Exercise description
The lines to copy run from the one containing "Where can you see the clear" to the end of the records below; repeat them exactly and include nothing else.

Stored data
+-------+

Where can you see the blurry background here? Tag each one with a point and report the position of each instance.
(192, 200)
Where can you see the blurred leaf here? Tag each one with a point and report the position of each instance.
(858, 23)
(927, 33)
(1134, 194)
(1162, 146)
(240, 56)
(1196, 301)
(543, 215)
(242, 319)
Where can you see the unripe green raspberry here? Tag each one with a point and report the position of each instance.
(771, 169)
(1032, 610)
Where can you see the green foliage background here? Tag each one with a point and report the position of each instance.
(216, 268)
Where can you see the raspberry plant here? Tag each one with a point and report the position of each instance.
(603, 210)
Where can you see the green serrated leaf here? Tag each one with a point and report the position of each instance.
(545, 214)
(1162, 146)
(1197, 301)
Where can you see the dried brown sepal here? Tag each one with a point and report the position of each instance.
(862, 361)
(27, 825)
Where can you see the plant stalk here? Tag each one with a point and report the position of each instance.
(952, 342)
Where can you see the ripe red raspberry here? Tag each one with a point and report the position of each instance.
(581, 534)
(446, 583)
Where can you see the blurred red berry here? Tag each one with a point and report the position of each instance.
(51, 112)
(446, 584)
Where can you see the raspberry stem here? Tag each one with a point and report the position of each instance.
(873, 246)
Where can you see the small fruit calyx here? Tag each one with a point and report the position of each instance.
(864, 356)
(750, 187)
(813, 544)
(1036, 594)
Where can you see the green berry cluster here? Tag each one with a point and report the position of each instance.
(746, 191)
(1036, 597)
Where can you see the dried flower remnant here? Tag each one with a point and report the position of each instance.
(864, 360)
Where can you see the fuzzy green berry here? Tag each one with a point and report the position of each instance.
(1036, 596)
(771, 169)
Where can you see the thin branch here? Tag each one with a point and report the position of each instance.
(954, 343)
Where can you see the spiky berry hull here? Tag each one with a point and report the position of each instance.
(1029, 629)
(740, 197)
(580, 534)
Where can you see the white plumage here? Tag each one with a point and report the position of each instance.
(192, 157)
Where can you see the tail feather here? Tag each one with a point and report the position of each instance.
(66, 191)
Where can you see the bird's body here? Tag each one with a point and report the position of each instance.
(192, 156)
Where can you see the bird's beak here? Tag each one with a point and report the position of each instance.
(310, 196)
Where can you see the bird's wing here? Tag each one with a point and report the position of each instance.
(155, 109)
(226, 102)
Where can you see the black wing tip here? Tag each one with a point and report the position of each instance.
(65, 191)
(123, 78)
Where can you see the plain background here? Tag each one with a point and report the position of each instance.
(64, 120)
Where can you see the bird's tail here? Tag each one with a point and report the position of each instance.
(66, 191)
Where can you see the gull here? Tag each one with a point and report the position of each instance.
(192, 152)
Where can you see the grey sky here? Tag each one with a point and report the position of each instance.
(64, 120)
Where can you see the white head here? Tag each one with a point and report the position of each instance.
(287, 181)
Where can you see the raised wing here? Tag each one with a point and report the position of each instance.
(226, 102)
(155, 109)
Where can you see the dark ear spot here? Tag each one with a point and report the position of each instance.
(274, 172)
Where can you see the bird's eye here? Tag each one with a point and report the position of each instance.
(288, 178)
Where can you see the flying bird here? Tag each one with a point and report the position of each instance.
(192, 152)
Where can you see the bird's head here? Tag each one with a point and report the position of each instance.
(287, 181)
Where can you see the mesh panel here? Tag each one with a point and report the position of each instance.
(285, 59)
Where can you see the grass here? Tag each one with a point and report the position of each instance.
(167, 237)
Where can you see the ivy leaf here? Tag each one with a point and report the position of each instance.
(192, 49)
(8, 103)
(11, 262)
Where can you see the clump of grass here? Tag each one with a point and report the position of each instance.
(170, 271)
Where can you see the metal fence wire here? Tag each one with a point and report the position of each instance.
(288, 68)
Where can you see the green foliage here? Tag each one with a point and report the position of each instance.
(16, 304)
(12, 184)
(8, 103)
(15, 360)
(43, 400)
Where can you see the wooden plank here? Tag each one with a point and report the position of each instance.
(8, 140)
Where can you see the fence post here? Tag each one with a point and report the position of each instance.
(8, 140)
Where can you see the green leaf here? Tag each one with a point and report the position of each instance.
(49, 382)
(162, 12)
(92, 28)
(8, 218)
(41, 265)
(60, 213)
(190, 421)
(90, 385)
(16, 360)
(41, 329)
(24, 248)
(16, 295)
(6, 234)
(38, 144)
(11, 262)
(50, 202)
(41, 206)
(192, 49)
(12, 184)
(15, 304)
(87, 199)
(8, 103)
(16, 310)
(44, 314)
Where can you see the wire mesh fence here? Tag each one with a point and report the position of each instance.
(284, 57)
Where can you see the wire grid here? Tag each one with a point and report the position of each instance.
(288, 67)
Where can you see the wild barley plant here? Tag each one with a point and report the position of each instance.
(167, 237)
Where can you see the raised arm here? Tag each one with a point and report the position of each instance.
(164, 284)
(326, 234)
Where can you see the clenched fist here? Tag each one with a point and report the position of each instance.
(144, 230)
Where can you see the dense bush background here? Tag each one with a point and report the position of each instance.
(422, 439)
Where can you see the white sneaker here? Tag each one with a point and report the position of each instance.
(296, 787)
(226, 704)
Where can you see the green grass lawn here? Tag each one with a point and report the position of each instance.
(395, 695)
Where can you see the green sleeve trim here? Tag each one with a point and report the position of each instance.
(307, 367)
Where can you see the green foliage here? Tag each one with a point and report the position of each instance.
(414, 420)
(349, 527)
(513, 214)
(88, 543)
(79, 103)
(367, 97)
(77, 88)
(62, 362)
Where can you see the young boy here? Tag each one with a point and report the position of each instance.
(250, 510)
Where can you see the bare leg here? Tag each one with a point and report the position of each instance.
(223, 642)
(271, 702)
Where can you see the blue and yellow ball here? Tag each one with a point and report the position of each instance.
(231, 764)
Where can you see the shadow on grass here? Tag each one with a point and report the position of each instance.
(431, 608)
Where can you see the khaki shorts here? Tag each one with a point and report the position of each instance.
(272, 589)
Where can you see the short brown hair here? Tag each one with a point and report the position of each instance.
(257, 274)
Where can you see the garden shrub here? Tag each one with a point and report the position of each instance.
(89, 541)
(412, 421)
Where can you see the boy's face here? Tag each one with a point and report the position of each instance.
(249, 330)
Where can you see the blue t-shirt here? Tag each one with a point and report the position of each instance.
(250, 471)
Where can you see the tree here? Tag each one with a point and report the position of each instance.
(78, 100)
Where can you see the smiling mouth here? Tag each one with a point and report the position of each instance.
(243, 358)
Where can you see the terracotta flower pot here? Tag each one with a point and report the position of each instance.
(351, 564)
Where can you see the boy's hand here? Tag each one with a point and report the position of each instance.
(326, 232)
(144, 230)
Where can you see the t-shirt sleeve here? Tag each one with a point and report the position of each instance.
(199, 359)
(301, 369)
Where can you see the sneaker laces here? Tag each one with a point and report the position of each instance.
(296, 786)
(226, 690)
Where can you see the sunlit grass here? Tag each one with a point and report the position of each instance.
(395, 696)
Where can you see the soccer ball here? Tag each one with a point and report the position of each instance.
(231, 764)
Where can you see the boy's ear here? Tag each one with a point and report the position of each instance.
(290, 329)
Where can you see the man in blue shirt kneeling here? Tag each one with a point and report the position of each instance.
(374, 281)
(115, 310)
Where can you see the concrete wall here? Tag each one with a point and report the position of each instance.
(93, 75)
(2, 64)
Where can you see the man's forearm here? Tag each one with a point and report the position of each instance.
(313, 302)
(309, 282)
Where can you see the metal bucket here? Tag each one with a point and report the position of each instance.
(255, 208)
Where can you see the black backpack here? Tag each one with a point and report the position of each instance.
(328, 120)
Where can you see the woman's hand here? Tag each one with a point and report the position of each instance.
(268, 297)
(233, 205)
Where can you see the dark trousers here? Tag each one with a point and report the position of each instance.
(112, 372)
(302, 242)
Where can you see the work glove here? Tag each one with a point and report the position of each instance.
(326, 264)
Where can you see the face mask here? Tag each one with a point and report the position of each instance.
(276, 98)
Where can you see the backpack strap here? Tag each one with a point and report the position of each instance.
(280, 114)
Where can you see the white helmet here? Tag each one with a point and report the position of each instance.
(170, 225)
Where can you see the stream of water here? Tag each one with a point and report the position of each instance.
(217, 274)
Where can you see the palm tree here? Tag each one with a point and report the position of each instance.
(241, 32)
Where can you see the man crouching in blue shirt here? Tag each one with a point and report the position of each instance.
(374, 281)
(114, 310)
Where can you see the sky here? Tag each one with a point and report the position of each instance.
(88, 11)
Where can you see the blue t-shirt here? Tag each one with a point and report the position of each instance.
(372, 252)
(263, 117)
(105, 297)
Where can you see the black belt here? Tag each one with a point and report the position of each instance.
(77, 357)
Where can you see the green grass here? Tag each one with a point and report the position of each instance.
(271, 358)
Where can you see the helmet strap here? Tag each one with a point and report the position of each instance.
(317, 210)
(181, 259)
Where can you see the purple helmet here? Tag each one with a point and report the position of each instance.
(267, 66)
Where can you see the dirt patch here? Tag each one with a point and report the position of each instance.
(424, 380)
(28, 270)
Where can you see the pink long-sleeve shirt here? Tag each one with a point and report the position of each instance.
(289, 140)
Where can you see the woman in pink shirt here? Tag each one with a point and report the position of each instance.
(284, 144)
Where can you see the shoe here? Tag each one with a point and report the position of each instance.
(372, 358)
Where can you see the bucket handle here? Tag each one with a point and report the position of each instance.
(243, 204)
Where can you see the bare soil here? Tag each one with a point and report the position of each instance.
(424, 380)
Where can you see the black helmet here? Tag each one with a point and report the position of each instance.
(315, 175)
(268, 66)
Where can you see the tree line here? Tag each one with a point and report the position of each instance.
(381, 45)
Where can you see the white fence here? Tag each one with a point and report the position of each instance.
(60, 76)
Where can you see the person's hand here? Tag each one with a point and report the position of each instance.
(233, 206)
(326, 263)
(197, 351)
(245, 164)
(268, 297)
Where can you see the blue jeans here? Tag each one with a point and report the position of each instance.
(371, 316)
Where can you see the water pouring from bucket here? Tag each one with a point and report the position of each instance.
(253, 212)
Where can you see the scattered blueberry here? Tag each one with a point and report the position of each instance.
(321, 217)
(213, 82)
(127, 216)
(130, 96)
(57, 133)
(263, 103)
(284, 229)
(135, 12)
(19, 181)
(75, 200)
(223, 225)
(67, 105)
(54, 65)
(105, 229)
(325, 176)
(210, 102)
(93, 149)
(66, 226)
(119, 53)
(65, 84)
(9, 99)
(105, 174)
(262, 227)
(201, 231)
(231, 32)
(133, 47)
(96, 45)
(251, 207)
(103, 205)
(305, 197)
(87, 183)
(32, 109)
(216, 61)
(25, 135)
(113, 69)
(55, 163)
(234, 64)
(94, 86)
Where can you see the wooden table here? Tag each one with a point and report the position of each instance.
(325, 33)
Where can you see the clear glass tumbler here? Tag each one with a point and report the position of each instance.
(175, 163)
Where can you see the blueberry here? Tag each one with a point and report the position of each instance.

+-------+

Output for this exercise
Where can you see the clear glass tumbler here? Tag each one with a point and report the position of each instance.
(175, 163)
Where can you see the blueberry here? Tag each one with a point and report the position of each instance.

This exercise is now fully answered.